▶ [What to produce]
For the records that follow, give the number of lines in which the word "sign" occurs, with nothing added.

(Beginning of Listed records)

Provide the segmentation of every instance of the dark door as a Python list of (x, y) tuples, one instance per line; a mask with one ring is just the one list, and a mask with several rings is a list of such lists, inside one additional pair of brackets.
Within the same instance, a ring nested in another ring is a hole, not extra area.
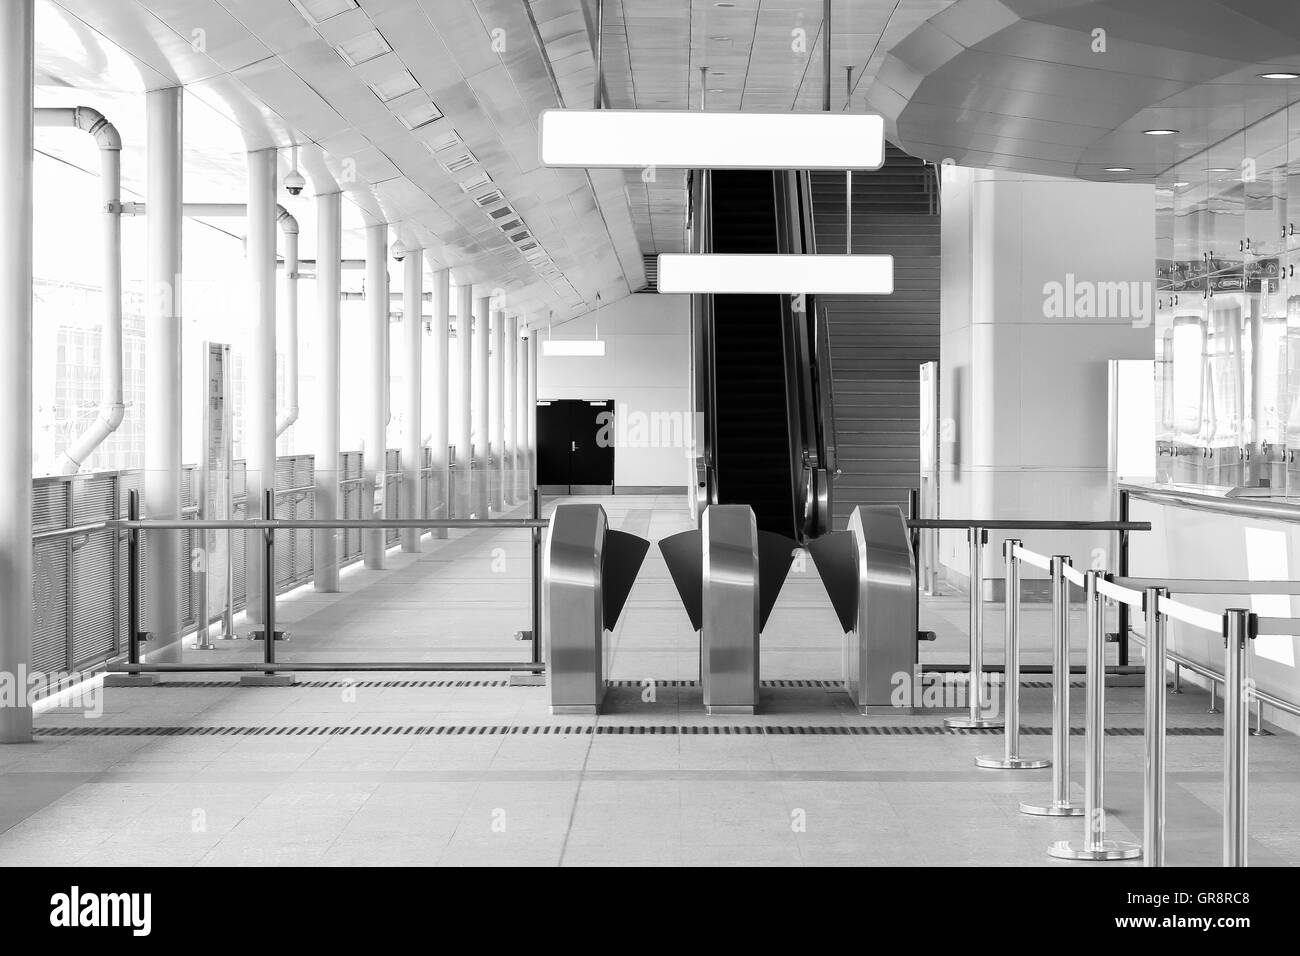
[(537, 403), (537, 484), (543, 494), (612, 494), (614, 403)]

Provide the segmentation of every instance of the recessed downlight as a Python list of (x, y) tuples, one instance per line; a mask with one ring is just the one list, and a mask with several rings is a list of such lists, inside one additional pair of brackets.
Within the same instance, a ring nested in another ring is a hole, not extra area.
[(1289, 73), (1280, 70), (1276, 73), (1259, 73), (1257, 76), (1261, 80), (1300, 80), (1300, 73)]
[(1206, 170), (1207, 173), (1235, 173), (1236, 170), (1231, 166), (1211, 166)]
[(1131, 173), (1131, 172), (1133, 172), (1133, 167), (1132, 167), (1132, 166), (1107, 166), (1107, 167), (1106, 167), (1106, 172), (1108, 172), (1108, 173)]
[(1148, 136), (1176, 136), (1179, 131), (1176, 129), (1144, 129), (1142, 132)]
[(388, 45), (388, 41), (378, 30), (367, 30), (350, 40), (344, 40), (337, 49), (339, 56), (347, 61), (348, 66), (359, 66), (377, 56), (393, 52), (393, 48)]

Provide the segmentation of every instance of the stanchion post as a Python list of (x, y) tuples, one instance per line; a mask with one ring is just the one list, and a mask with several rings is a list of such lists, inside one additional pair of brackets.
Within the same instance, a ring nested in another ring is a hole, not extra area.
[(1106, 805), (1103, 784), (1106, 776), (1106, 615), (1097, 590), (1101, 571), (1088, 571), (1083, 578), (1083, 601), (1088, 630), (1086, 673), (1087, 707), (1083, 745), (1084, 838), (1078, 843), (1058, 840), (1047, 848), (1050, 856), (1063, 860), (1135, 860), (1142, 848), (1135, 843), (1106, 839)]
[(1146, 766), (1142, 777), (1142, 865), (1165, 865), (1165, 639), (1168, 622), (1160, 601), (1168, 588), (1146, 589)]
[(975, 758), (975, 766), (986, 770), (1041, 770), (1051, 764), (1049, 760), (1020, 756), (1020, 559), (1016, 557), (1016, 548), (1021, 543), (1016, 538), (1002, 543), (1006, 568), (1006, 664), (1003, 668), (1006, 730), (1002, 735), (1005, 746), (1001, 757)]
[(1052, 577), (1052, 801), (1022, 803), (1021, 813), (1036, 817), (1077, 817), (1083, 807), (1070, 802), (1070, 580), (1068, 554), (1048, 562)]
[[(1129, 493), (1121, 489), (1119, 493), (1119, 513), (1116, 516), (1120, 521), (1129, 520)], [(1127, 577), (1129, 573), (1128, 549), (1129, 533), (1127, 531), (1118, 532), (1119, 550), (1115, 555), (1116, 573), (1121, 577)], [(1130, 612), (1127, 604), (1120, 602), (1119, 605), (1119, 626), (1116, 628), (1118, 633), (1116, 638), (1119, 641), (1119, 666), (1128, 666), (1128, 636), (1130, 628)]]
[[(275, 492), (270, 488), (263, 492), (262, 514), (269, 519), (275, 515)], [(262, 636), (266, 646), (262, 651), (262, 661), (275, 663), (275, 529), (266, 528), (262, 532)], [(273, 673), (267, 671), (268, 674)]]
[[(533, 519), (536, 520), (542, 516), (541, 501), (538, 498), (537, 489), (532, 493), (532, 512)], [(542, 662), (542, 529), (532, 528), (529, 532), (532, 535), (532, 560), (533, 560), (533, 656), (532, 662), (540, 664)]]
[(1256, 617), (1242, 608), (1223, 614), (1223, 865), (1246, 865), (1247, 746), (1250, 695), (1246, 686), (1247, 642)]
[(967, 697), (970, 713), (966, 717), (949, 717), (944, 724), (956, 730), (1001, 727), (1002, 721), (985, 716), (984, 703), (984, 545), (989, 533), (984, 528), (969, 528), (966, 544), (970, 549), (970, 686)]
[[(140, 492), (127, 492), (126, 516), (140, 520)], [(126, 534), (126, 660), (140, 663), (140, 529), (131, 527)]]

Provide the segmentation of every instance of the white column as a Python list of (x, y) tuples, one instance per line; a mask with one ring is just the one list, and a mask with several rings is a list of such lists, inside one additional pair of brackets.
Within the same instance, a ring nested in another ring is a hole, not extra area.
[[(253, 321), (248, 350), (244, 355), (248, 369), (248, 389), (244, 393), (244, 459), (247, 462), (248, 488), (245, 516), (248, 518), (263, 517), (263, 493), (275, 490), (275, 181), (275, 150), (261, 149), (249, 153), (245, 256), (249, 313)], [(152, 196), (149, 204), (152, 210)], [(148, 365), (152, 368), (153, 363)], [(150, 407), (152, 405), (151, 402)], [(265, 600), (262, 536), (246, 534), (244, 541), (248, 620), (257, 624), (262, 621), (262, 602)]]
[(474, 510), (474, 477), (470, 459), (474, 456), (473, 413), (474, 287), (468, 282), (456, 286), (456, 517), (467, 518)]
[(537, 330), (528, 336), (528, 488), (537, 487)]
[[(342, 390), (340, 340), (342, 331), (340, 287), (343, 262), (343, 194), (316, 197), (316, 311), (320, 329), (316, 336), (316, 404), (320, 432), (316, 436), (317, 518), (338, 518), (339, 513), (339, 395)], [(339, 589), (337, 531), (312, 533), (312, 563), (316, 590)]]
[[(384, 464), (388, 444), (388, 226), (366, 227), (366, 416), (362, 456), (361, 514), (383, 517)], [(371, 570), (383, 570), (384, 532), (365, 531), (361, 536), (362, 559)]]
[[(528, 320), (520, 316), (520, 332), (527, 333)], [(515, 439), (515, 496), (527, 502), (532, 494), (532, 484), (528, 480), (528, 442), (529, 442), (529, 391), (528, 391), (528, 337), (515, 343), (515, 425), (518, 427)]]
[(487, 296), (474, 300), (474, 348), (473, 348), (473, 425), (474, 425), (474, 515), (478, 518), (488, 517), (488, 442), (491, 439), (488, 427), (488, 405), (491, 390), (488, 387), (488, 324), (491, 302)]
[[(451, 390), (448, 382), (450, 368), (447, 361), (447, 347), (449, 345), (447, 328), (451, 321), (450, 294), (451, 272), (448, 269), (438, 269), (433, 273), (432, 368), (426, 372), (426, 384), (433, 395), (433, 401), (429, 403), (429, 414), (433, 418), (429, 423), (429, 460), (433, 471), (431, 479), (434, 488), (434, 508), (431, 517), (434, 518), (449, 516), (447, 508), (447, 445), (449, 443), (448, 431), (451, 421), (448, 400), (451, 397)], [(435, 528), (433, 536), (435, 538), (445, 538), (447, 537), (447, 529)]]
[(518, 411), (518, 402), (515, 401), (515, 392), (519, 390), (519, 319), (510, 316), (506, 319), (504, 332), (505, 355), (501, 360), (502, 381), (505, 382), (505, 396), (501, 400), (502, 417), (505, 418), (505, 458), (501, 465), (501, 482), (505, 488), (505, 497), (507, 504), (517, 504), (519, 501), (518, 482), (515, 476), (518, 474), (516, 469), (518, 464), (515, 456), (519, 449), (519, 419), (516, 416)]
[[(179, 518), (181, 510), (181, 90), (145, 94), (144, 495), (147, 518)], [(149, 660), (180, 660), (180, 535), (156, 532), (145, 549), (148, 605), (142, 627), (152, 632)]]
[(506, 314), (492, 312), (492, 355), (490, 357), (490, 387), (488, 400), (491, 418), (492, 468), (489, 485), (492, 489), (492, 510), (497, 514), (506, 510)]
[[(0, 672), (17, 690), (0, 704), (0, 743), (32, 739), (32, 64), (33, 0), (0, 22)], [(153, 94), (150, 94), (151, 96)], [(20, 676), (21, 675), (21, 676)]]
[[(407, 249), (402, 262), (402, 393), (405, 397), (402, 429), (402, 517), (424, 517), (424, 431), (421, 403), (424, 401), (424, 250)], [(418, 528), (402, 530), (402, 550), (420, 550)]]

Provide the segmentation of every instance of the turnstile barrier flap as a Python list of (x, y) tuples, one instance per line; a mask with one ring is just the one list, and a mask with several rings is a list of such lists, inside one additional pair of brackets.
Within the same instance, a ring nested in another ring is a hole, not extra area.
[(858, 626), (858, 556), (851, 531), (831, 531), (808, 542), (808, 553), (847, 634)]
[(605, 551), (601, 556), (602, 597), (605, 602), (605, 630), (612, 631), (623, 613), (623, 605), (632, 593), (637, 572), (645, 561), (650, 542), (626, 531), (606, 531)]
[(776, 606), (776, 599), (781, 596), (781, 586), (790, 573), (790, 565), (794, 563), (794, 552), (798, 547), (797, 541), (783, 534), (758, 532), (759, 631), (767, 626), (768, 615)]
[(659, 541), (659, 552), (677, 587), (691, 627), (704, 627), (704, 540), (699, 529), (683, 531)]

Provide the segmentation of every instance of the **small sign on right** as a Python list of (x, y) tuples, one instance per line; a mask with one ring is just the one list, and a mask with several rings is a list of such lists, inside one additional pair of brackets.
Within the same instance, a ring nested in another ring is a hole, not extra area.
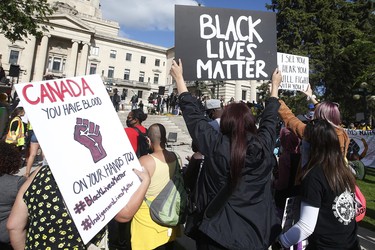
[(309, 84), (309, 58), (277, 52), (282, 74), (280, 89), (306, 91)]

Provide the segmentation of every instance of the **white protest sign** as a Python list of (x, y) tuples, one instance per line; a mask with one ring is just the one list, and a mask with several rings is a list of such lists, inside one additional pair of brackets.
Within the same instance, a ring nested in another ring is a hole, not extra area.
[(305, 91), (309, 84), (309, 58), (277, 52), (277, 66), (281, 70), (280, 89)]
[(129, 201), (139, 161), (99, 75), (15, 85), (84, 243)]

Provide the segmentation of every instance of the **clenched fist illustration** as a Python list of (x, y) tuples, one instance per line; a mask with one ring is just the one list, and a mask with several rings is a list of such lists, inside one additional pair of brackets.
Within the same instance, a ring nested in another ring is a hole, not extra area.
[(74, 127), (74, 140), (90, 150), (95, 163), (107, 156), (102, 145), (100, 126), (88, 119), (77, 118)]

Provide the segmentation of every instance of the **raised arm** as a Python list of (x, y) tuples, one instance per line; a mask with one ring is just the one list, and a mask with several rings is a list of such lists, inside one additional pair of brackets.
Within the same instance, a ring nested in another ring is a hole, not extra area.
[(281, 71), (276, 68), (271, 79), (271, 97), (279, 98), (279, 87), (281, 84)]
[(137, 169), (133, 169), (133, 171), (136, 175), (138, 175), (142, 182), (141, 185), (138, 187), (137, 191), (135, 191), (132, 197), (130, 198), (129, 202), (115, 216), (115, 220), (118, 222), (128, 222), (133, 218), (134, 214), (138, 211), (139, 207), (141, 206), (148, 186), (151, 182), (150, 175), (146, 168), (143, 168), (143, 171), (139, 171)]
[(173, 77), (173, 79), (176, 81), (177, 84), (177, 91), (179, 94), (183, 92), (187, 92), (188, 89), (186, 87), (184, 77), (182, 75), (182, 62), (181, 59), (178, 60), (178, 64), (175, 60), (172, 61), (172, 66), (170, 70), (170, 74)]
[(170, 74), (177, 84), (179, 105), (182, 110), (186, 127), (189, 130), (189, 134), (201, 149), (201, 153), (208, 156), (208, 151), (212, 153), (212, 145), (216, 144), (220, 132), (216, 131), (208, 123), (210, 120), (204, 115), (197, 98), (193, 97), (188, 92), (183, 78), (183, 66), (181, 60), (179, 60), (179, 63), (173, 60)]
[(315, 99), (315, 95), (313, 95), (313, 93), (312, 93), (312, 89), (311, 89), (310, 83), (307, 86), (306, 91), (302, 91), (302, 93), (304, 93), (307, 96), (307, 99), (309, 101), (311, 101), (314, 105), (318, 104), (318, 101)]
[(273, 151), (276, 143), (276, 124), (278, 122), (277, 112), (280, 104), (278, 102), (279, 86), (281, 84), (281, 71), (275, 69), (271, 79), (271, 95), (266, 100), (266, 107), (262, 113), (262, 119), (259, 123), (258, 135), (263, 138), (264, 145)]

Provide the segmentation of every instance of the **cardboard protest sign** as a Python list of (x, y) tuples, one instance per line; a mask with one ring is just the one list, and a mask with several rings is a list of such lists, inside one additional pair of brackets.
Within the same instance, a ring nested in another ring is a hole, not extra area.
[(280, 89), (305, 91), (309, 85), (309, 58), (277, 53), (277, 66), (281, 70)]
[(129, 201), (139, 161), (99, 75), (15, 85), (87, 243)]
[(349, 153), (356, 152), (366, 167), (375, 168), (375, 131), (345, 129), (349, 135)]
[(276, 53), (275, 13), (175, 6), (175, 58), (185, 80), (269, 80)]

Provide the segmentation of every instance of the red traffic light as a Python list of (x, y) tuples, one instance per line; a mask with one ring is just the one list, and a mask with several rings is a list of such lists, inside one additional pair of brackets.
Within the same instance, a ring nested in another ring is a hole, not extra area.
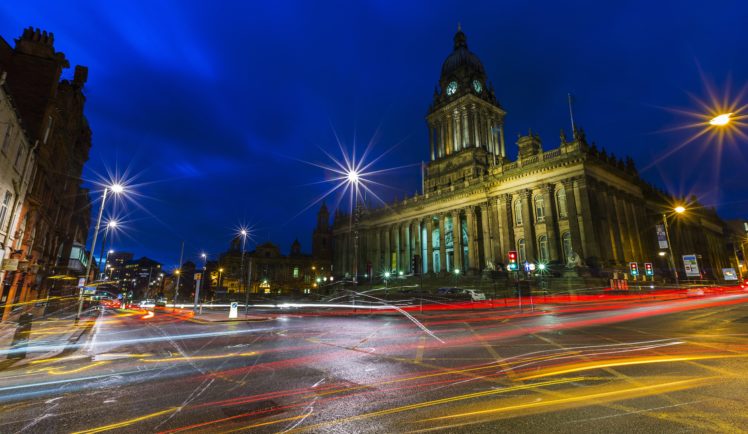
[(512, 261), (515, 260), (515, 259), (517, 259), (517, 252), (515, 252), (513, 250), (511, 252), (509, 252), (509, 259), (512, 260)]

(End of Listed records)

▶ [Result below]
3